Would you please restate every record exactly as written?
*** SOURCE RECORDS ***
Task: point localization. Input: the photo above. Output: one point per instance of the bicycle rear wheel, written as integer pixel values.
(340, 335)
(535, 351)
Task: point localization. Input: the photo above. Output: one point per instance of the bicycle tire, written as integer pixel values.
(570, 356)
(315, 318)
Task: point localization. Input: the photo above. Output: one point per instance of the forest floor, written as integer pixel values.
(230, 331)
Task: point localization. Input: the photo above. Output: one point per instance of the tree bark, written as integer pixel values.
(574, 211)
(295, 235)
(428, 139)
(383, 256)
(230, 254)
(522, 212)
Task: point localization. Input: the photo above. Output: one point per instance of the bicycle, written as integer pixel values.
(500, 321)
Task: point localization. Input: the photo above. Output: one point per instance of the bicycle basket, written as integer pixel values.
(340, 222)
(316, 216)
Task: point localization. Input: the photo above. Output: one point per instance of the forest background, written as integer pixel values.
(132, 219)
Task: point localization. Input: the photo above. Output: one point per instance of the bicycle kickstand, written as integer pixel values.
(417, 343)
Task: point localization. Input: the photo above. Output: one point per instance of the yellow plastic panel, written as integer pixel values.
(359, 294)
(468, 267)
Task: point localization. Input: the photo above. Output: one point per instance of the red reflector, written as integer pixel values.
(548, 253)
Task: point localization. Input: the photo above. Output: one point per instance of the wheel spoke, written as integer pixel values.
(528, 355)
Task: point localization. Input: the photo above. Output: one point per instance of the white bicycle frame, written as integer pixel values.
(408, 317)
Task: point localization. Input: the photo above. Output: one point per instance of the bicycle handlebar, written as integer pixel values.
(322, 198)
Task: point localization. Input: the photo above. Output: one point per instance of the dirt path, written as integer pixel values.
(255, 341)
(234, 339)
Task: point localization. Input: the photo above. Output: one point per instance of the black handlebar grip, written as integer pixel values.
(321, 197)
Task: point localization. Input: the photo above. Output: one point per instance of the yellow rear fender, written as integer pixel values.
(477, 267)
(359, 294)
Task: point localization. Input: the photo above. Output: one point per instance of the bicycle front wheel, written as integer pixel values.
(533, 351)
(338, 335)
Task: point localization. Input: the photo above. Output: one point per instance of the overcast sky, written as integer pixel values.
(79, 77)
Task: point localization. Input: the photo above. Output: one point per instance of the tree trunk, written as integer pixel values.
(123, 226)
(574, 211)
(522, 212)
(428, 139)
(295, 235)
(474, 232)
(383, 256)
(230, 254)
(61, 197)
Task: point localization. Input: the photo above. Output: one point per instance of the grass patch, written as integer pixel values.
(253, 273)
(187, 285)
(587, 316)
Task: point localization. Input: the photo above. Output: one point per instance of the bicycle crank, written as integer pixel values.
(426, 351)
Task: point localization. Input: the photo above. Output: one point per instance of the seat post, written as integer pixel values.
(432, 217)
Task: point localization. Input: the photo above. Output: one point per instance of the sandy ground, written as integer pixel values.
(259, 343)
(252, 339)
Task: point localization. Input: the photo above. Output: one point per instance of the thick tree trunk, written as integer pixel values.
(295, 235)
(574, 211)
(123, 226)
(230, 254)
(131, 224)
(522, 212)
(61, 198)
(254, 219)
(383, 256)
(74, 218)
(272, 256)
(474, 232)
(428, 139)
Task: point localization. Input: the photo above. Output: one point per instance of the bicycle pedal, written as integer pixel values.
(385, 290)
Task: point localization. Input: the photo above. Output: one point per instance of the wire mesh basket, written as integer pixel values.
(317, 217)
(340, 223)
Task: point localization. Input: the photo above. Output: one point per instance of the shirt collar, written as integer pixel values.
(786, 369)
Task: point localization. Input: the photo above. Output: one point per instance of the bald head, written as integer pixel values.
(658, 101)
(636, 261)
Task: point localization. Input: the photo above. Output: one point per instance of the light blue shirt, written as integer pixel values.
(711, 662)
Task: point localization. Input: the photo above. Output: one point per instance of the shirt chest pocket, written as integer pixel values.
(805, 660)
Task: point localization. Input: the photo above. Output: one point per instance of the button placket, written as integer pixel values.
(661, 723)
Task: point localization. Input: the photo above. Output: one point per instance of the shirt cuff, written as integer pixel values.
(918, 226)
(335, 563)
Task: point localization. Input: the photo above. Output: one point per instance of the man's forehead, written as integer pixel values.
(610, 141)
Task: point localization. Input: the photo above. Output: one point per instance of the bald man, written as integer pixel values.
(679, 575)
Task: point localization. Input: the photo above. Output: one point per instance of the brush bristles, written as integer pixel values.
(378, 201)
***
**SOLUTION TO THIS PROBLEM**:
Task: point localization. Input: the photo above. Output: one point per instance of the bicycle rear wheel, written as integer pixel values.
(340, 335)
(535, 351)
Task: point localization. Input: the photo above. Output: one point per instance of the bicycle tire, written as integer pixel values.
(570, 356)
(315, 318)
Task: point localization. Input: the photo above. Output: one point per instance of the forest floor, written as integer pixel values.
(230, 331)
Task: point localization. Input: the photo above. Output: one point per instance of the tree bark, written as integer pixel values.
(574, 211)
(295, 235)
(428, 139)
(383, 256)
(230, 254)
(522, 212)
Task: point localization. Input: the photo above. Output: one point per instance of the bicycle, written as integer pixel values.
(500, 321)
Task: point localization. Input: the photo above. Output: one point per instance of the bicycle basket, written as integer pixel values.
(340, 222)
(316, 216)
Task: point localization. Input: the photo above. Output: one point per instance of the forest background, written as integer pixel values.
(132, 219)
Task: point localization. Input: the photo above. Output: one point per instance of the bicycle kickstand, written as integer pixel values.
(417, 343)
Task: point localization. Input: the photo above. Output: one point per instance of the yellow plastic panel, written as integer pixel values.
(359, 294)
(468, 267)
Task: point localization. Input: the photo above. Output: one point per instance of the red reflector, written as integer pixel values.
(548, 253)
Task: point localization. Input: the photo above. Output: one point per instance of the wheel spoke, written as integer pixel values.
(528, 355)
Task: point localization. Input: the photo above. Output: one point per instance of the white bicycle frame, written as integer pixel values.
(408, 317)
Task: point localization. Input: the photo above. Output: one point per instance of the bicycle handlebar, written as integer pixel values.
(322, 198)
Task: point localization. Input: the photo above. Output: one point per instance of the dirt path, written as integer pixel values.
(255, 341)
(234, 339)
Task: point localization. Input: the photo above. Output: one point per instance of the black handlebar grip, written as integer pixel values.
(321, 197)
Task: point localization. Input: the photo above. Output: one point per instance of the yellow rear fender, written as integer pixel values.
(477, 267)
(359, 294)
Task: point localization. Input: the photo above. Output: one point per instance of the bicycle front wheel, written as integer pixel values.
(533, 351)
(338, 335)
Task: point localization. Input: the photo above. Output: one point per instance of the overcast sky, written as integer pixel values.
(79, 77)
Task: point localization. Input: the photo above. Output: one point per instance of the tree trunk, written as integer pixel values.
(123, 226)
(574, 211)
(522, 212)
(428, 139)
(295, 235)
(474, 232)
(383, 256)
(230, 254)
(61, 197)
Task: point localization. Input: the photo above. Output: one point per instance of the grass patch, written as integer pixel values.
(253, 273)
(187, 285)
(587, 316)
Task: point localization. Input: the photo above. Output: one point per instance of the bicycle crank, written as integer pixel values.
(426, 351)
Task: point localization. Input: the photo above. Output: one point per instance of the seat post, written as integer pixel values.
(432, 217)
Task: point localization. Input: the photo above. Output: one point per instance of the sandy ground, written as integer pixel values.
(259, 343)
(252, 339)
Task: point localization. Input: the photo above. Output: one point per instance of the thick tree trunk, written as integer pixel values.
(295, 235)
(574, 211)
(123, 226)
(230, 254)
(131, 224)
(522, 212)
(61, 198)
(254, 219)
(383, 256)
(74, 218)
(272, 256)
(474, 232)
(428, 139)
Task: point localization. Input: the photo above. Output: one point per instance of the bicycle pedal, written as integer pixel values.
(385, 290)
Task: point localization. Input: the photo above. Output: one point per instance of the wire mesh basket, written as integer pixel values.
(317, 217)
(340, 223)
Task: point localization. Input: the photo above. Output: one point per instance of the shirt collar, written as integer pixel values.
(786, 369)
Task: point localization. Input: the photo above. Output: one point per instance of the bald head, written as integer pixel values.
(658, 101)
(636, 261)
Task: point localization. Input: the photo above. Output: one point per instance of the light blue shirt, written as integer pixel values.
(711, 662)
Task: point localization. Input: the photo above. Output: one point per instance of the shirt chest pocket, written as integer pixel values.
(805, 660)
Task: point localization. Input: the photo above. Output: one point per instance of the button placket, written as integer pixel values.
(661, 723)
Task: point localization. Input: the photo above. Output: one point per instance of the shirt cuff, written as integer pixel values.
(918, 226)
(335, 563)
Task: point localization. Input: the photo above. Output: one point per instance of the man's forehead, written as integer pixel values.
(610, 141)
Task: point localization. Input: the photo above. Output: one point per instance of the bald man, written as integer pixel values.
(679, 575)
Task: point localization. Input: the photo above. Output: one point per instance of the brush bristles, written as integer pixel values.
(378, 201)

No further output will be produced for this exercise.